*TÂCHES ET EXERCICES*.
**1.** Selon la critique du film La Vague, quelle récompense a obtenue Une femme fantastique ?
**2.** Prolongez la critique du film La Vague en reprenant juste après sa dernière phrase.

*SOURCE*.
┏━━

Caractéristiques
- Titre : La Vague
- Titre original : La Ola
- Réalisateur(s) : Sebastián Lelio
- Avec : Daniela López, Lola Bravo, Avril Aurora et Paulina Cortés.
- Distributeur : Metropolitan FilmExport
- Genre : Comédie dramatique, Comédie musicale
- Pays : Chili
- Durée : 129 minutes
- Date de sortie : 5 novembre 2025
- Acheter ou réserver des places : Cliquez ici
- Note du critique : 7/10 par 1 critique
Présenté dans la section Cannes Première au Festival de Cannes 2025, La Vague (La Ola en version originale) marque le retour du réalisateur chilien Sebastián Lelio. Cinéaste déjà reconnu sur la scène internationale, il s’était imposé avec Gloria puis avait conquis Hollywood grâce à Une femme fantastique, récompensé par l’Oscar du meilleur film en langue étrangère.
Une comédie musicale féministe au cœur du Chili en révolte
Printemps 2018. Alors qu’une vague de manifestations féministes déferle sur le Chili, Julia, étudiante en musique, rejoint le mouvement de son université pour dénoncer les abus et le harcèlement qui minent la vie des étudiantes. Peu à peu, elle trouve la force de confier un souvenir personnel douloureux. Ce témoignage, inattendu et bouleversant, fait d’elle une figure centrale du mouvement, et transforme sa quête identitaire en moteur d’une mobilisation plus vaste. D’histoire intime, le récit s’élargit à une société toute entière, bousculée par la parole des femmes et les secousses d’une jeunesse en révolte.
Dès l’ouverture, La Vague s’affirme comme une œuvre musicale. Les étudiants de la faculté d’arts transforment leur colère en chant et en chorégraphies collectives. Percussions, cuivres et souffles jaillissent de la moindre scène, donnant à la contestation une dimension organique et rythmée. Difficile de ne pas penser à Emilia Perez, autre comédie musicale féministe récemment révélée à Cannes, tant les deux films partagent la volonté de faire du chant un vecteur politique. Pourtant, Sebastián Lelio trouve sa propre voie : il brouille la frontière entre musique diégétique et extra-diégétique, et fait évoluer la présence musicale au fil du récit. Rare au début, elle s’intensifie jusqu’à envahir le dernier acte, où elle devient le langage même du collectif. Magnifiquement filmées, ces scènes expriment toute la vitalité du mouvement et emportent le spectateur dans leur énergie incandescente.

┗━━

*ENTRÉES DE DONNÉES*.
┏━━

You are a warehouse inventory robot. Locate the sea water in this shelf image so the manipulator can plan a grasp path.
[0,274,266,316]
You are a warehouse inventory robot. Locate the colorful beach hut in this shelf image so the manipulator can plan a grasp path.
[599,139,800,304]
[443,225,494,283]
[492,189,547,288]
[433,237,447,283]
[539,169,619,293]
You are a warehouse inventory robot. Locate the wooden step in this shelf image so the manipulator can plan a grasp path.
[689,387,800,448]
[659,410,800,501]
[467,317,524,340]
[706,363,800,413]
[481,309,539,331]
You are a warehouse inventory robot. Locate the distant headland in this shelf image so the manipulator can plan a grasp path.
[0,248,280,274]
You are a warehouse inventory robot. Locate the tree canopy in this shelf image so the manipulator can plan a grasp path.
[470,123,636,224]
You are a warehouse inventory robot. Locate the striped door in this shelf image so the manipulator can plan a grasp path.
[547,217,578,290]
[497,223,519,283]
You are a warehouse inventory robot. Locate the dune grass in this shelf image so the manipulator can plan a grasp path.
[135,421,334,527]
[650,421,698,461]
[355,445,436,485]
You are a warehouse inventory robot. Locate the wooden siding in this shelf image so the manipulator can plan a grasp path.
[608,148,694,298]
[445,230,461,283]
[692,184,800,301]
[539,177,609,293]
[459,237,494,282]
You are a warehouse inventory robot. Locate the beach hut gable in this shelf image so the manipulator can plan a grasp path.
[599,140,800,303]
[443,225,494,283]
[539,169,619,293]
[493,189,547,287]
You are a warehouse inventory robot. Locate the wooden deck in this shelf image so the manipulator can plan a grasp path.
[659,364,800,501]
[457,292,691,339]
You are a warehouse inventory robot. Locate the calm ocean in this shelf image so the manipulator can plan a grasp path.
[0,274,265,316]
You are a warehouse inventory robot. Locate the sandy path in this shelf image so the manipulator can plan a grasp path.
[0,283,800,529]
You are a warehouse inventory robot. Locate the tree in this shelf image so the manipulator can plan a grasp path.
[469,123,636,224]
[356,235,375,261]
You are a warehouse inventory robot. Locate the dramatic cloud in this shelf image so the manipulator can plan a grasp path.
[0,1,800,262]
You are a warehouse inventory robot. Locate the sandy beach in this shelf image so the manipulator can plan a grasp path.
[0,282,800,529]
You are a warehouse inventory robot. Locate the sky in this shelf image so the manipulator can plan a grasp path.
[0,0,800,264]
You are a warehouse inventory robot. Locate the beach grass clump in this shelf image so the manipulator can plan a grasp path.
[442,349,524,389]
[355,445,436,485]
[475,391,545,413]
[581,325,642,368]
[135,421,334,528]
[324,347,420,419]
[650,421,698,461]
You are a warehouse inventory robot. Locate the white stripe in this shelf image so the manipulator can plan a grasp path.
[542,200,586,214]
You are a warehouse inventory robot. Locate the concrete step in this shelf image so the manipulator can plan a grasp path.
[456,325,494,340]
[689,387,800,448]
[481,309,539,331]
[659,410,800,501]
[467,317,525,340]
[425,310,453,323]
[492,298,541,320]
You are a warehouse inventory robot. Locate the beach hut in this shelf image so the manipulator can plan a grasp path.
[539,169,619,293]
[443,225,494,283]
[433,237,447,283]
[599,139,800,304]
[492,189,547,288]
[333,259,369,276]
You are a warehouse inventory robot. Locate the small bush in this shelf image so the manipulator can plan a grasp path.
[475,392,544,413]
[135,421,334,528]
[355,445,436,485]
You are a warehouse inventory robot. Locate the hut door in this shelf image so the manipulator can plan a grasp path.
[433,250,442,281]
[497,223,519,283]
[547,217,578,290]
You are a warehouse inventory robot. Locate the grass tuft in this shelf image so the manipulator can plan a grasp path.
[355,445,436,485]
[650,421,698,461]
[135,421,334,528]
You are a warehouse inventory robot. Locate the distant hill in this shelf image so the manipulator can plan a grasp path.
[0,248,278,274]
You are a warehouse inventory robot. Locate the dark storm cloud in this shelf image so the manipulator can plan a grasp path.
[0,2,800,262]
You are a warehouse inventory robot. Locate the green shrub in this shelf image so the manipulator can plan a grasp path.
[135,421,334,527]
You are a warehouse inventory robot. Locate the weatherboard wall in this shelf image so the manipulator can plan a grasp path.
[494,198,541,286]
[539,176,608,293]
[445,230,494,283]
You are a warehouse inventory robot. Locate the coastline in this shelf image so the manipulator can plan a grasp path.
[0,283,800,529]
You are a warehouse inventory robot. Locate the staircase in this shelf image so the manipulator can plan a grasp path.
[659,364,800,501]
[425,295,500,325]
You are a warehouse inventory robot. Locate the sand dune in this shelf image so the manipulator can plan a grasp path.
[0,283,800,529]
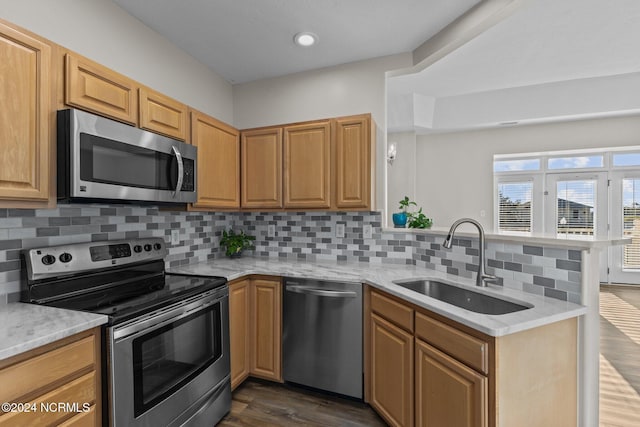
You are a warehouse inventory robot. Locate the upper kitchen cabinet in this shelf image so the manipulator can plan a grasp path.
[0,21,55,207]
[139,87,188,141]
[65,53,138,125]
[332,114,375,209]
[240,127,282,209]
[190,111,240,210]
[241,114,375,210]
[284,120,331,209]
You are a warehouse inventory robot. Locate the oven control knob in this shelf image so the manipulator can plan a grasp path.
[42,255,56,265]
[60,252,73,263]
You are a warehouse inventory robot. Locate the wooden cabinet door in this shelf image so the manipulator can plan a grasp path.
[229,279,251,389]
[370,314,416,426]
[251,279,282,381]
[65,53,138,125]
[240,128,282,208]
[415,339,488,427]
[0,22,55,203]
[284,121,331,208]
[333,116,372,209]
[191,111,240,209]
[139,87,188,141]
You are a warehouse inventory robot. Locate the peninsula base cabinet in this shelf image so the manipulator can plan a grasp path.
[0,328,102,427]
[229,276,282,389]
[365,288,577,427]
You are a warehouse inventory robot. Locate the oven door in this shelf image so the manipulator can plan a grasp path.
[108,286,231,427]
[59,110,196,203]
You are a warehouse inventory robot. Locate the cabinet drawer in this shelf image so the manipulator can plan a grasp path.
[371,291,413,332]
[0,336,96,402]
[416,313,489,374]
[0,371,96,427]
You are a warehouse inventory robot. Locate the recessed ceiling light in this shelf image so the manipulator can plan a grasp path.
[293,32,318,47]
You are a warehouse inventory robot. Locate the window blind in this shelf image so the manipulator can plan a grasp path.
[622,179,640,270]
[556,179,596,237]
[498,181,533,233]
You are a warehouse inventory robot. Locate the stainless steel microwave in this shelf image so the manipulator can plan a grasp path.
[58,109,197,203]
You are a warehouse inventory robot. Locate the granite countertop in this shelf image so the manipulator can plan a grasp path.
[170,257,587,337]
[0,302,108,360]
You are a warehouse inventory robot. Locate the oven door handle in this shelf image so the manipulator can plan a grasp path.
[113,295,226,343]
[171,145,184,198]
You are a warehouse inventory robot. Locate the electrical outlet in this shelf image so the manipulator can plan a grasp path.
[362,224,373,239]
[171,230,180,245]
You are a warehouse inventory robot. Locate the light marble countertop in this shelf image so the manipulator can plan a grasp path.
[0,302,108,360]
[170,257,587,337]
[382,224,631,250]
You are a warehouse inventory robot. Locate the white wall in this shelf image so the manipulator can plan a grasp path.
[415,115,640,230]
[0,0,233,123]
[233,53,411,129]
[386,132,418,214]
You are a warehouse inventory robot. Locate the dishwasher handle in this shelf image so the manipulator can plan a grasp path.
[285,285,358,298]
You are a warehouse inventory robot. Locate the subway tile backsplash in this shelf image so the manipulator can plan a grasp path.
[0,204,581,303]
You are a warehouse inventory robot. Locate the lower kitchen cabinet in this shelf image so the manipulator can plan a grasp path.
[229,276,282,389]
[0,328,101,426]
[229,279,251,389]
[415,339,488,427]
[370,314,413,426]
[251,278,282,381]
[365,289,577,427]
[0,20,56,208]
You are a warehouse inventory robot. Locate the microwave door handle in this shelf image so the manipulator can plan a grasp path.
[171,146,184,197]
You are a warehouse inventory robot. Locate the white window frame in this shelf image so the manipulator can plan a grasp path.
[493,172,544,236]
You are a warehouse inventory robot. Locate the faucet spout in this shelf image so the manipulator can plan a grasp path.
[442,218,498,287]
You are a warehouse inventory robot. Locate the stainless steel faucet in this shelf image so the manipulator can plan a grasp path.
[442,218,498,287]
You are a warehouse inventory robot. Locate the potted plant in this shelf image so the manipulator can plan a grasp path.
[408,208,433,228]
[392,196,417,228]
[220,230,256,258]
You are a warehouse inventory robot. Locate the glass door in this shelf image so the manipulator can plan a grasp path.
[545,172,609,282]
[609,171,640,284]
[132,302,222,416]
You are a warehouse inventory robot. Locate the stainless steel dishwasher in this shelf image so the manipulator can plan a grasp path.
[282,278,363,399]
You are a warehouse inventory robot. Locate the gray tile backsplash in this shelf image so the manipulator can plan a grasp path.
[0,210,582,303]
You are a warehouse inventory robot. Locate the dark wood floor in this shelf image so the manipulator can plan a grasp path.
[600,286,640,427]
[218,379,386,427]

┗━━

*RÉPONSES DANS L'ORDRE*.
**1.** L'Oscar du meilleur film en langue étrangère.

**2.**
Entre fulgurances visuelles et excès formels
La force du film tient d’abord à sa mise en scène, d’une inventivité constante. Sebastián Lelio joue sur les lumières et les contrastes, comme dans la séquence introductive de boîte de nuit où les ombres découpent les silhouettes sur fond de couleurs saturées. Julia, avec son rouge à lèvres écarlate et son chewing-gum bleu, devient un véritable motif visuel, point de repère constant dans cette effervescence. La caméra est toujours en mouvement, et les plongées, plans d’ensemble, travellings ou plans-séquences donnent au récit une fluidité et une énergie communicative. Certaines fulgurances marquent durablement, notamment les scènes dansées, d’une intensité jubilatoire, ou ces visions fantasmées de Julia où les hommes apparaissent comme des prédateurs grotesques et grimaçants, traduction outrancière mais percutante de son ressenti.
Toutefois, cette folie a également ses limites. Par instants, l’ensemble vire à la cacophonie, tant les morceaux chantés s’accumulent dans la deuxième partie du film. Après une première moitié relativement mesurée, leur enchaînement soudain finit par fatiguer, malgré l’apport d’une dimension onirique indéniable. Certains gimmicks deviennent un peu répétitifs, à l’image des bulles de chewing-gum de Julia, et le trait se fait parfois trop appuyé. Hommes réduits à des monstres caricaturaux, couleurs criardes et outrances assumées… Le dernier acte accélère encore le tempo, basculant dans une frénésie qui provoque autant le rire que la lassitude.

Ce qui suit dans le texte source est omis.